#### RECORD LIST:
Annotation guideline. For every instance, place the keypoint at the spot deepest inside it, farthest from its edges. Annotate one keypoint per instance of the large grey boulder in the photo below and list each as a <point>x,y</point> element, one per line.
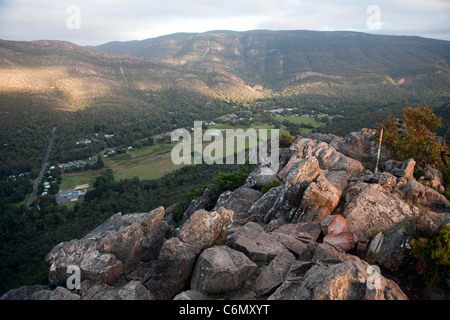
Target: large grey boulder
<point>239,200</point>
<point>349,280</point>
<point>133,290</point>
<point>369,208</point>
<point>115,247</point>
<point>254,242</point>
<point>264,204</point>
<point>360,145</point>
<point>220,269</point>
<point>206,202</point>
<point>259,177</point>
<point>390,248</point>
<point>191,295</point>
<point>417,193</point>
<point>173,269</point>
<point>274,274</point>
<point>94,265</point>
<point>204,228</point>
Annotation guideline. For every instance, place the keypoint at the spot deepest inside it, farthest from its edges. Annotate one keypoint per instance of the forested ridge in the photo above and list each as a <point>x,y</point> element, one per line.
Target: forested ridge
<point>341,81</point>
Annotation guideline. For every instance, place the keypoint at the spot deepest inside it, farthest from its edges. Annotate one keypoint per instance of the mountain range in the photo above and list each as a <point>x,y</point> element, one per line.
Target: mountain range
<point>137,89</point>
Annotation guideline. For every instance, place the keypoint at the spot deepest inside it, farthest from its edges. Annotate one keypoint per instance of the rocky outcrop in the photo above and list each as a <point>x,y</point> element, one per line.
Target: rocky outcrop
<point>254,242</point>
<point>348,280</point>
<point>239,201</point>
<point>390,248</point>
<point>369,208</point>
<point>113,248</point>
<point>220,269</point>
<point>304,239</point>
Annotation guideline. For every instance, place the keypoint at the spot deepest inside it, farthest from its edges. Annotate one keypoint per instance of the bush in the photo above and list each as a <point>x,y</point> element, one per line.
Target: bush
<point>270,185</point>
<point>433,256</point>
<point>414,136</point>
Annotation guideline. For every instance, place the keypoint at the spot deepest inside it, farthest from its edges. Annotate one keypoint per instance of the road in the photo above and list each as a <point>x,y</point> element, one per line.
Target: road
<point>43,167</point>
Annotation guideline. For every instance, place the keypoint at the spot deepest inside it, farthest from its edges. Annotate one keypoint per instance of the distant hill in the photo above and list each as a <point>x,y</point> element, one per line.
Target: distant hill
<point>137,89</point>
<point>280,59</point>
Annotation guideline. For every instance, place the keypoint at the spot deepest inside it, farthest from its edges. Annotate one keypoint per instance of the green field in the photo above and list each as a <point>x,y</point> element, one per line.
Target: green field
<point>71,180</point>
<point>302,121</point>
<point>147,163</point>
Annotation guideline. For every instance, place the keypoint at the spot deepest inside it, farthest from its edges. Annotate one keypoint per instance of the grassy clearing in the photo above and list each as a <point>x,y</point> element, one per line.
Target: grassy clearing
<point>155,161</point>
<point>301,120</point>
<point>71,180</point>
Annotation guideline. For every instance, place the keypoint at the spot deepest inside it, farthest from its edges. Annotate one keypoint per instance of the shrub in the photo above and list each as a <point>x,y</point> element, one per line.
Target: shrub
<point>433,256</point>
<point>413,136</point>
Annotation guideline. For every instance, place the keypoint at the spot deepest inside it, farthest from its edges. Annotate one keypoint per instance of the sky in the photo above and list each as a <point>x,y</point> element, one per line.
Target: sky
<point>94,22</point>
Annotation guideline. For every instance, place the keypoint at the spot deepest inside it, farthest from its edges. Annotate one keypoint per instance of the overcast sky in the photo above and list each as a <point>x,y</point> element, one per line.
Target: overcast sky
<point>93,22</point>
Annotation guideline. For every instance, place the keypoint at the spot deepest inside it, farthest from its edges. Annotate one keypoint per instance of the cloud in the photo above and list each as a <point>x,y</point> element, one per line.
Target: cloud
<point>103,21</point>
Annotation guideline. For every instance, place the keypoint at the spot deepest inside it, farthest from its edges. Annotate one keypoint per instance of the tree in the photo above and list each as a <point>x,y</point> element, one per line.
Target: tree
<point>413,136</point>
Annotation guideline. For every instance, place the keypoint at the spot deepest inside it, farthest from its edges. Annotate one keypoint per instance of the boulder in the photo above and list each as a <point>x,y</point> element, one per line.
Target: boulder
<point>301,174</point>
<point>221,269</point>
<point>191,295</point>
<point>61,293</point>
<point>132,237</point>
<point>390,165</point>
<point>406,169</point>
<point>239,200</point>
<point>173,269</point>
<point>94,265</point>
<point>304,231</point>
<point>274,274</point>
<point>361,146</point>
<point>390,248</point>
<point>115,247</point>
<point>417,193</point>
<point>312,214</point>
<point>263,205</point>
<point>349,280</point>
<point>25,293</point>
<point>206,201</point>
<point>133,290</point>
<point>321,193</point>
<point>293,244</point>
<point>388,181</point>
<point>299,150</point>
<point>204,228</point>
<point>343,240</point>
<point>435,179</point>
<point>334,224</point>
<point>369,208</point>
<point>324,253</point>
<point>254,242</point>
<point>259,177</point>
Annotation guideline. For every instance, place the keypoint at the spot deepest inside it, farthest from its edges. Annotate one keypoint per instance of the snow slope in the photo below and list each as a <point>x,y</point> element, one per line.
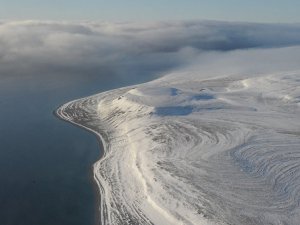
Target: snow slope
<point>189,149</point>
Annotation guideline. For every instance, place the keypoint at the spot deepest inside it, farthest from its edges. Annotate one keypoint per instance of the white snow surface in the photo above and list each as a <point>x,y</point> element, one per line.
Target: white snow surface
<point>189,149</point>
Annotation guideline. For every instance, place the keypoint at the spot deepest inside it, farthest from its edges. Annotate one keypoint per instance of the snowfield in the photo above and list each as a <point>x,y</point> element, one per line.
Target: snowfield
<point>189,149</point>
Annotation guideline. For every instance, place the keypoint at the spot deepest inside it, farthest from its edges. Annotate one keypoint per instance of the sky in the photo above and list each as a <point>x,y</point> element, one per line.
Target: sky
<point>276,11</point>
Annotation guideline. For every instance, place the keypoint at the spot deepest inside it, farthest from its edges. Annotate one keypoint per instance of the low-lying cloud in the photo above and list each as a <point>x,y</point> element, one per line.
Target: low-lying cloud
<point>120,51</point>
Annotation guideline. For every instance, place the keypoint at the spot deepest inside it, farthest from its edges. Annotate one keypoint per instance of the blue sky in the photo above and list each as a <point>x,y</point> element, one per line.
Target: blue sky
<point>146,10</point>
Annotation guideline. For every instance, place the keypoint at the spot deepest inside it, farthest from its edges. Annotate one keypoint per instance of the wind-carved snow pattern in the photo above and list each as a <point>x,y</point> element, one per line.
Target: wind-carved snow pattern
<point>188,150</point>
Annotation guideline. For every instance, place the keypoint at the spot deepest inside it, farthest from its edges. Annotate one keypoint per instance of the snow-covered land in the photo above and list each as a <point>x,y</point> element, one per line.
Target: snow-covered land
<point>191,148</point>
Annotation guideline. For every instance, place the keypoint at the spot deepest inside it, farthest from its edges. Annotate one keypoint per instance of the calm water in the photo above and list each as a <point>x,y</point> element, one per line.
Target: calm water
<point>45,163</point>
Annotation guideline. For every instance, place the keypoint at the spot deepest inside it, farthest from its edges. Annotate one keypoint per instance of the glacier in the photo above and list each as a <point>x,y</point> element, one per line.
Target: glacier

#### REQUIREMENT:
Rewrite all of the lines above, renaming "keypoint" to "marker" everywhere and keeping everything else unchanged. Omit the pictures.

#### OUTPUT FOR THIS EXERCISE:
Annotation guideline. For every instance, place the marker at the spot deepest inside it, farthest from its edges. Annotate one marker per instance of the large grey boulder in the photo below and list each as a <point>x,y</point> element, one per line.
Target: large grey boulder
<point>239,200</point>
<point>349,280</point>
<point>133,290</point>
<point>369,208</point>
<point>115,247</point>
<point>254,242</point>
<point>264,204</point>
<point>360,145</point>
<point>220,269</point>
<point>206,202</point>
<point>259,177</point>
<point>390,248</point>
<point>191,295</point>
<point>417,193</point>
<point>173,269</point>
<point>274,274</point>
<point>94,265</point>
<point>204,228</point>
Annotation guideline. For every instance, place the marker at the spot deepest inside it, farthest from its edges. Annotate one marker per instance of the forested ridge in the photo above and list each as a <point>x,y</point> element, one per line.
Target: forested ridge
<point>341,81</point>
Annotation guideline. For every instance, place the marker at the spot deepest inside it, farthest from its edges. Annotate one marker per instance of the mountain range in the photo above and list each as a <point>x,y</point> element, one per line.
Target: mountain range
<point>137,89</point>
Annotation guideline. For every instance, place the marker at the spot deepest inside it, farthest from its edges. Annotate one marker per instance of the rocky outcrop in the photo above and list each as a <point>x,y</point> element, one per line.
Target: rocky outcrop
<point>254,242</point>
<point>348,280</point>
<point>239,201</point>
<point>390,248</point>
<point>369,208</point>
<point>113,248</point>
<point>220,269</point>
<point>304,239</point>
Annotation guideline. For every instance, place the marker at the spot deepest inside it, farthest from its edges. Annotate one marker per instance of the bush in the photo above and list each as a <point>x,y</point> element, one per line.
Target: bush
<point>270,185</point>
<point>433,256</point>
<point>414,136</point>
Annotation guideline. For every instance, place the marker at the spot deepest inside it, farthest from its edges. Annotate one marker per instance of the road in the photo above and list each as a <point>x,y</point> element, one per line.
Target: road
<point>43,167</point>
Annotation guideline. For every instance, place the marker at the spot deepest inside it, farthest from its edges. Annotate one marker per instance of the distant hill in the photo above and list each as a <point>x,y</point> element, one per line.
Target: distant hill
<point>137,89</point>
<point>280,59</point>
Annotation guideline. For every instance, place the marker at the spot deepest inside it, farthest from its edges. Annotate one marker per instance of the green field in the photo above and list each as a <point>x,y</point> element, one per line.
Target: green field
<point>71,180</point>
<point>302,121</point>
<point>147,163</point>
Annotation guideline. For every instance, place the marker at the spot deepest inside it, farthest from its edges. Annotate one marker per instance of the grassy clearing in the photo above and list each as a <point>x,y</point> element, one per line.
Target: grassy clearing
<point>155,161</point>
<point>301,120</point>
<point>71,180</point>
Annotation guideline. For every instance, place the marker at the spot deepest inside it, farthest from its edges. Annotate one marker per instance of the shrub in the photo above and list each as a <point>x,y</point> element, one per line.
Target: shrub
<point>433,256</point>
<point>413,136</point>
Annotation guideline. For every instance, place the marker at the spot deepest inside it, farthest from its edges. Annotate one marker per instance of the sky in the photo above and list each as a <point>x,y</point> element, one per line.
Target: sky
<point>94,22</point>
Annotation guideline. For every instance, place the marker at the spot deepest inside it, farthest from its edges. Annotate one marker per instance of the overcast sky in the photo above and list each as a <point>x,y</point> element, one per line.
Target: overcast sky
<point>93,22</point>
Annotation guideline. For every instance, place the marker at the spot deepest inside it, farthest from its edges. Annotate one marker per instance of the cloud in the photo above and list each as a <point>x,y</point> element, one per line.
Target: cloud
<point>103,21</point>
Annotation guideline. For every instance, place the marker at the spot deepest inside it, farthest from its edges. Annotate one marker per instance of the tree in the photo above and list each as a <point>x,y</point> element, one per line.
Target: tree
<point>413,136</point>
Annotation guideline. For every instance, place the marker at the spot deepest inside it, farthest from its edges. Annotate one marker per instance of the boulder in the photo above and list each as a <point>x,y</point> element, one per line.
Target: boulder
<point>301,174</point>
<point>221,269</point>
<point>191,295</point>
<point>61,293</point>
<point>132,237</point>
<point>390,165</point>
<point>406,169</point>
<point>239,200</point>
<point>173,269</point>
<point>94,265</point>
<point>304,231</point>
<point>274,274</point>
<point>361,146</point>
<point>390,248</point>
<point>115,247</point>
<point>417,193</point>
<point>312,214</point>
<point>263,205</point>
<point>349,280</point>
<point>25,293</point>
<point>206,201</point>
<point>133,290</point>
<point>321,193</point>
<point>293,244</point>
<point>388,181</point>
<point>299,150</point>
<point>204,228</point>
<point>343,240</point>
<point>435,179</point>
<point>334,224</point>
<point>369,208</point>
<point>324,253</point>
<point>254,242</point>
<point>259,177</point>
Annotation guideline. For every instance, place the marker at the spot deepest inside it, farthest from its edges. Annotate one marker per instance of the snow slope in the photo below and list each as a <point>x,y</point> element, one per line.
Target: snow slope
<point>189,149</point>
Annotation guideline. For every instance, place the marker at the spot deepest inside it, farthest from its edges. Annotate one marker per instance of the white snow surface in the photo above and list each as a <point>x,y</point> element, one per line.
Target: white snow surface
<point>189,149</point>
Annotation guideline. For every instance, place the marker at the spot deepest inside it, farthest from its edges. Annotate one marker per instance of the snowfield in the photo above and list each as a <point>x,y</point> element, one per line.
Target: snowfield
<point>189,149</point>
Annotation guideline. For every instance, place the marker at the spot deepest inside it, farthest from its edges. Annotate one marker per instance of the sky in the photo above and list each as a <point>x,y</point> element, one per line.
Target: sky
<point>276,11</point>
Annotation guideline. For every instance, place the marker at the spot deepest inside it, farthest from its edges. Annotate one marker per instance of the low-lying cloud in the photo above and list each as a <point>x,y</point> element, one per line.
Target: low-lying cloud
<point>120,51</point>
Annotation guideline. For every instance, place the marker at the spot deepest inside it, farthest from its edges. Annotate one marker per instance of the blue sky in the photo above and list each as a <point>x,y</point> element, one per line.
Target: blue sky
<point>146,10</point>
Annotation guideline. For every instance, place the marker at the spot deepest inside it, farthest from its edges. Annotate one marker per instance of the wind-carved snow pattern in the photo above and list each as a <point>x,y</point> element, one per line.
Target: wind-carved snow pattern
<point>188,150</point>
Annotation guideline. For every instance, place the marker at the spot deepest inside it, farthest from its edges. Annotate one marker per instance of the snow-covered land in the photo above and list each as a <point>x,y</point> element, one per line.
Target: snow-covered land
<point>191,148</point>
Annotation guideline. For every instance, place the marker at the spot deepest inside it, farthest from its edges. Annotate one marker per instance of the calm water in the photo above and list each as a <point>x,y</point> element, one per line.
Target: calm water
<point>45,163</point>
Annotation guideline. For every instance, place the marker at the spot deepest inside it, farthest from its edges. Annotate one marker per instance of the glacier in the photo above and list each as a <point>x,y</point> element, one per line.
Target: glacier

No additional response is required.